PARTS OF THE EXERCISE →
[1] In the soil biology passage, what color is good compost?
[2] Print the soil biology passage word for word from "Dr. Ingham has worked" to "so will you.".
== EXTRACT PROVIDED ==
This requires a paradigm shift, Dr. Ingham explains. Life above ground is directly intertwined with life below ground. Her favorite plant, the baobab tree, has roots that go as far as 150 feet. Some root systems are known to go as deep as 500 feet.

Microorganisms that increase the porosity of the soil increase the water-holding capacity of the soil. This allows roots to go deeper and reduces or eliminates the need for irrigation. This is incredibly important for drought-stricken places, like California.

Dr. Ingham has worked to restore the soil biology with large and small-scale agricultural operations on 20 million acres around the world. Time after time she has seen yields increase and production costs reduced.

The entire food web must be present. It is a holistic system. Nutrient retention cannot happen without the fungi and bacteria in the root systems of plants. In order for those nutrients to be made available to the plants, protozoa, beneficial nematodes and microarthropods must be present. All of these organisms work together to enhance soil structure so that oxygen and water can flow freely. The roots will grow deeper and the plants will be healthier and so will you.

At the end of the last day of the workshop, there was a pile of dark chocolate at Dr. Ingham’s desk. Participants had given them to her in homage to her compost identification system. Good compost is the color of dark chocolate. Good compost will bring the life back to the soil.

Dr. Ingham tells the participants to go forth and spread this knowledge as she hands out chocolate squares.

“And get data!” she repeats again and again. It is her mantra. After all, she is a scientist. Only with data—before and after pictures, records of compost applications and microorganism counts—can this biological method become more widespread.

Dr. Ingham has turned these farmers, these ranchers, these back yard adventurists into scientists. Once you have looked through the microscope and seen the life in the soil, there is no going back.
===
== DATA SECTION ==
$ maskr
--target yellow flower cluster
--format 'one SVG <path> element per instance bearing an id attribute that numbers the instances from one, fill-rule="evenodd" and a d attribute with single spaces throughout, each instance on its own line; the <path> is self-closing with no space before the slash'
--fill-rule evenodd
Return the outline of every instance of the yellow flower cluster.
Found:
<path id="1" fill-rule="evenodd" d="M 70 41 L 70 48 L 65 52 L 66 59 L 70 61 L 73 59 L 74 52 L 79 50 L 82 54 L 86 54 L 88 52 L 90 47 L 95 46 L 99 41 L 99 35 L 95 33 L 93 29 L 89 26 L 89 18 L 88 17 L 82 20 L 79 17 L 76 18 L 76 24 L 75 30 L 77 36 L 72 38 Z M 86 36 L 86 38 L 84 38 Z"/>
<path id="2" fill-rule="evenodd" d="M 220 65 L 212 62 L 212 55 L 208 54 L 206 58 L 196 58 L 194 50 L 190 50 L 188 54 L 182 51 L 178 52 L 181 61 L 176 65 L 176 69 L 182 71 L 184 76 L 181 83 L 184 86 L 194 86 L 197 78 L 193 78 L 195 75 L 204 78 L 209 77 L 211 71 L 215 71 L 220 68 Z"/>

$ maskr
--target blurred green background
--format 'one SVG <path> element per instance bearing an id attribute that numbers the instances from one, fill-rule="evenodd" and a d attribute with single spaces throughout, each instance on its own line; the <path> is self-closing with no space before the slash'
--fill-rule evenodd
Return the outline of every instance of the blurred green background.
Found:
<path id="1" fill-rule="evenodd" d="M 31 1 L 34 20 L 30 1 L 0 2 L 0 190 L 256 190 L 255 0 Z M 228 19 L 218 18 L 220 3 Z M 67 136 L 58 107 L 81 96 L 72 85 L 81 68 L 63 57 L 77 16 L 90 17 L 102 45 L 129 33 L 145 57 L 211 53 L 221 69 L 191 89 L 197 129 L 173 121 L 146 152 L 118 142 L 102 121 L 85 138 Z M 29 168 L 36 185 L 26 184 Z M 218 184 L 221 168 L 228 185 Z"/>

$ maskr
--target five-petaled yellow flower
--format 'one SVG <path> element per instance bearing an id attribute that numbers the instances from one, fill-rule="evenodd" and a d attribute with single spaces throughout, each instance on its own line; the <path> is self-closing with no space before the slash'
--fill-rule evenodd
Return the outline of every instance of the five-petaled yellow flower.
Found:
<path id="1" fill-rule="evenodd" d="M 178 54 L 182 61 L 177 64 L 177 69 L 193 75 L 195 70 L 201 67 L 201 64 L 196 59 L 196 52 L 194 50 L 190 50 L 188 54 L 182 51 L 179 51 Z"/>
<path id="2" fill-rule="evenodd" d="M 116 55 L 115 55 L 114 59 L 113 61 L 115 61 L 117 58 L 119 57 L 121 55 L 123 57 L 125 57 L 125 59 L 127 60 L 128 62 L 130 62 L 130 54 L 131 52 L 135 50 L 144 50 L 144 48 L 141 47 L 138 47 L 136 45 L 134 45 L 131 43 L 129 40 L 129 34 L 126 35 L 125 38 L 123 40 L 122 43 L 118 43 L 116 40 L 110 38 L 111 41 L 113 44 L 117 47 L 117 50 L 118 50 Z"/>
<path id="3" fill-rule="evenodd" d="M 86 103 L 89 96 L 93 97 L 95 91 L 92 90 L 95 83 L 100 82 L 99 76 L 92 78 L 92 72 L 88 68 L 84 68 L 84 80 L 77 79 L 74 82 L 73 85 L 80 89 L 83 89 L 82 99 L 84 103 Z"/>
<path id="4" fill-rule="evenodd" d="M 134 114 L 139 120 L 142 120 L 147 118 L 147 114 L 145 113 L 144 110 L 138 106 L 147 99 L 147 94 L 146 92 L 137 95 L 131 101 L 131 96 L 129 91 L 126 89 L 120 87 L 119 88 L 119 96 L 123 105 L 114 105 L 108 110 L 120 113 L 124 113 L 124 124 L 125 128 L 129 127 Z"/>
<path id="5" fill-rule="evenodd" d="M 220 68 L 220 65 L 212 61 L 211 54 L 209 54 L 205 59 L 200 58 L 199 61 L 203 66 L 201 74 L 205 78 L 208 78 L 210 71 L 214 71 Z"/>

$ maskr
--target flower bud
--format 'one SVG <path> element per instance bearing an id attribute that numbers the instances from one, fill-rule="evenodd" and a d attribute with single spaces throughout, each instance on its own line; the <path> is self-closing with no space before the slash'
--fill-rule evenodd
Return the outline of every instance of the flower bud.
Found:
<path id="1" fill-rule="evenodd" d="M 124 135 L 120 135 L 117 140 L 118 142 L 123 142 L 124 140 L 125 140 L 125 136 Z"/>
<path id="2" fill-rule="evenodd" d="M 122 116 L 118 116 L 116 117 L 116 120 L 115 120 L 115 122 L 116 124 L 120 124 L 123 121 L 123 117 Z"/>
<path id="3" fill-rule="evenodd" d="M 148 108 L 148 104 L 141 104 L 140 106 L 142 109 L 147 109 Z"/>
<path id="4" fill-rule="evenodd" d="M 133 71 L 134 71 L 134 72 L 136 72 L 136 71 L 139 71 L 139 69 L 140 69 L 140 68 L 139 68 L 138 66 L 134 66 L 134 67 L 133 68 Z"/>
===
== DATA SECTION ==
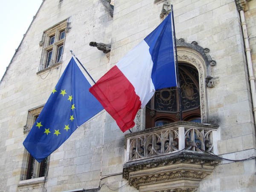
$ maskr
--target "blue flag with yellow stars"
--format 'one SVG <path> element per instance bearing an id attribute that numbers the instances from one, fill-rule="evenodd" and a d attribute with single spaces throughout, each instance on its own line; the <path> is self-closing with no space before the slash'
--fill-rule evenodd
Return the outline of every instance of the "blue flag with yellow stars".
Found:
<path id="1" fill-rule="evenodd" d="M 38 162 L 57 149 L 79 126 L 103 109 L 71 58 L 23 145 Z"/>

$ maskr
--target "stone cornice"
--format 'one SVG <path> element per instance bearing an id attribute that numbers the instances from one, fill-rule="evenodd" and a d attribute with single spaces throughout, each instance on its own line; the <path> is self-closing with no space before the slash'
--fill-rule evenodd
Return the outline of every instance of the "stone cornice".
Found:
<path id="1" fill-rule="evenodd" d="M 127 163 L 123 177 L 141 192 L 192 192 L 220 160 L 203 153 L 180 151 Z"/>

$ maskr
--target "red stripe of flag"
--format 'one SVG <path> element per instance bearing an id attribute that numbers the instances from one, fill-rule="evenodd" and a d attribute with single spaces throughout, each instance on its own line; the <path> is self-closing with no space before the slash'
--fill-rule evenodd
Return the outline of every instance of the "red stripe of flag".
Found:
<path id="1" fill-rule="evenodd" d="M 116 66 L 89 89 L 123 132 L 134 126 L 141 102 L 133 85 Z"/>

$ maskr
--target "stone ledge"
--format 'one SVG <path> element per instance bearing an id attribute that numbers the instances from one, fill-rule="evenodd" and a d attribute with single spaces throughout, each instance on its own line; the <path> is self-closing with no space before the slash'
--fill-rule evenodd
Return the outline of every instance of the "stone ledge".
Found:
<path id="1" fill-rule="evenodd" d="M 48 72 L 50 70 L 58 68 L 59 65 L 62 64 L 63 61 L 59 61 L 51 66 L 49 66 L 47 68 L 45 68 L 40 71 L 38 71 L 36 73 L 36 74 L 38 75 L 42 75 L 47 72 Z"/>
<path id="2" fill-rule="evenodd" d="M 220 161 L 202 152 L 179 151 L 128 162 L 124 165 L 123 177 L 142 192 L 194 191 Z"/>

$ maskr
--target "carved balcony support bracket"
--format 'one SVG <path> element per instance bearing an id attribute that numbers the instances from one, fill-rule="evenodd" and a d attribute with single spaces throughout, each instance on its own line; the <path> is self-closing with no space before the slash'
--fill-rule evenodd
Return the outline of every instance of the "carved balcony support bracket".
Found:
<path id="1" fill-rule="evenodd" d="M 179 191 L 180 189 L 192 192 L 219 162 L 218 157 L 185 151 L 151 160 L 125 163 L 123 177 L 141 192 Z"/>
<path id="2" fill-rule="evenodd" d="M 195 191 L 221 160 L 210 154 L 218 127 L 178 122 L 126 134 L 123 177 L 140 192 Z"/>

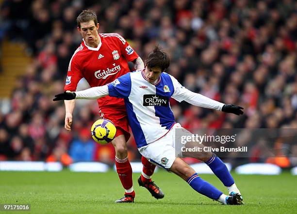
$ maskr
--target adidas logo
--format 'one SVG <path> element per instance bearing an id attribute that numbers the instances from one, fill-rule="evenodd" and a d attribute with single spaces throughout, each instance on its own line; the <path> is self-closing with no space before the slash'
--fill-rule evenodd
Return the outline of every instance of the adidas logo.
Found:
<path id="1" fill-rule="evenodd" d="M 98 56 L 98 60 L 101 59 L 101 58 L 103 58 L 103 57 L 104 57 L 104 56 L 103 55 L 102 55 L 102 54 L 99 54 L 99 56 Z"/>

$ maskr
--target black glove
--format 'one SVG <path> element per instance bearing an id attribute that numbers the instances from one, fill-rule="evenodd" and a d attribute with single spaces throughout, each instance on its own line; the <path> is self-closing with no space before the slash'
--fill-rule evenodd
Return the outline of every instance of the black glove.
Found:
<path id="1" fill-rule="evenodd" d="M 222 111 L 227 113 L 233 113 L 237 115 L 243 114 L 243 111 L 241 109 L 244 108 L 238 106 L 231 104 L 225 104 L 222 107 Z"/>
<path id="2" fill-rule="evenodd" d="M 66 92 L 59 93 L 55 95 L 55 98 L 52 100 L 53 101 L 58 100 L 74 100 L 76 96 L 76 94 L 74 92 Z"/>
===
REPLIES →
[1] Good compost is the color of dark chocolate.

[2]
Dr. Ingham has worked to restore the soil biology with large and small-scale agricultural operations on 20 million acres around the world. Time after time she has seen yields increase and production costs reduced.

The entire food web must be present. It is a holistic system. Nutrient retention cannot happen without the fungi and bacteria in the root systems of plants. In order for those nutrients to be made available to the plants, protozoa, beneficial nematodes and microarthropods must be present. All of these organisms work together to enhance soil structure so that oxygen and water can flow freely. The roots will grow deeper and the plants will be healthier and so will you.